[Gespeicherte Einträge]
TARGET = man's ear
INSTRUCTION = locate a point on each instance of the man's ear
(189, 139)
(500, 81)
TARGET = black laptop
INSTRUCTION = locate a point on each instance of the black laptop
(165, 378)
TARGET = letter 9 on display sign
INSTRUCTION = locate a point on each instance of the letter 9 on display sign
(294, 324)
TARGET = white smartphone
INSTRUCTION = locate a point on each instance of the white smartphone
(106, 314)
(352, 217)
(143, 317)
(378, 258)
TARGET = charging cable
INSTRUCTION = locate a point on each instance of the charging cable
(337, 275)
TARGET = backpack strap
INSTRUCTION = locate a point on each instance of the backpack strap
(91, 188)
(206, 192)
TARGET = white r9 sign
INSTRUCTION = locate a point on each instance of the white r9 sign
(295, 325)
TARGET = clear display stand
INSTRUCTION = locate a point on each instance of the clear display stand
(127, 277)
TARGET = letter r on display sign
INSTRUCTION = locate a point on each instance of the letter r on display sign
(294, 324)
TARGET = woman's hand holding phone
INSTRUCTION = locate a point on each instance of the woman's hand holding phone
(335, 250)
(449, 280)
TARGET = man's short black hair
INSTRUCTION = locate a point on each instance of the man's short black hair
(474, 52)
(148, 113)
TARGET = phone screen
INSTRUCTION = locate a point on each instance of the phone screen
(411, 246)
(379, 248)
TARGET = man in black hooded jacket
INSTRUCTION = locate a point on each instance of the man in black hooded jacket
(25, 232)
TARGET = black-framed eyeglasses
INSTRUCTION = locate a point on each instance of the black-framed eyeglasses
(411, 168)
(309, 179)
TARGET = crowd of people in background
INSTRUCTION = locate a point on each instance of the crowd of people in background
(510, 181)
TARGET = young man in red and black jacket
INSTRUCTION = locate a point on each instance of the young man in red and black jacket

§ **Aufgabenbeschreibung**
Gib sämtliche oben stehenden Einträge Zeile für Zeile unverändert wieder.

§ **Erwartete Antwort**
TARGET = man's ear
INSTRUCTION = locate a point on each instance of the man's ear
(189, 139)
(500, 81)
TARGET = black laptop
INSTRUCTION = locate a point on each instance of the black laptop
(165, 378)
TARGET = letter 9 on display sign
INSTRUCTION = locate a point on each instance of the letter 9 on display sign
(294, 324)
TARGET = white smartphone
INSTRUCTION = locate a point on each instance of the white smartphone
(106, 314)
(352, 217)
(143, 317)
(378, 258)
TARGET = charging cable
INSTRUCTION = locate a point on each instance of the charging cable
(337, 275)
TARGET = backpack strap
INSTRUCTION = locate a point on each instance of the backpack strap
(91, 188)
(206, 192)
TARGET = white r9 sign
INSTRUCTION = locate a point on each instance of the white r9 sign
(295, 325)
TARGET = clear display stand
INSTRUCTION = locate a point on each instance of the clear display stand
(127, 277)
TARGET = letter r on display sign
INSTRUCTION = locate a point on each instance of the letter r on display sign
(294, 324)
TARGET = woman's hand holding phone
INSTRUCTION = locate a point on each instance of the woman's hand holding phone
(335, 250)
(449, 280)
TARGET = man's short black hair
INSTRUCTION = locate a point on each instance of the man's short black hair
(474, 52)
(148, 113)
TARGET = phone screen
INSTRUCTION = locate a point on each instance of the phone screen
(411, 246)
(379, 248)
TARGET = man in black hooded jacket
INSTRUCTION = locate a point on each instance of the man in black hooded jacket
(25, 232)
TARGET = black-framed eyeglasses
INSTRUCTION = locate a point on each instance of the black-framed eyeglasses
(411, 168)
(309, 179)
TARGET = crowd of people in background
INSTRUCTION = locate a point on each instance of the crowd of people in background
(510, 181)
TARGET = young man in red and black jacket
INSTRUCTION = locate a point on each instance of the young man in red and black jacket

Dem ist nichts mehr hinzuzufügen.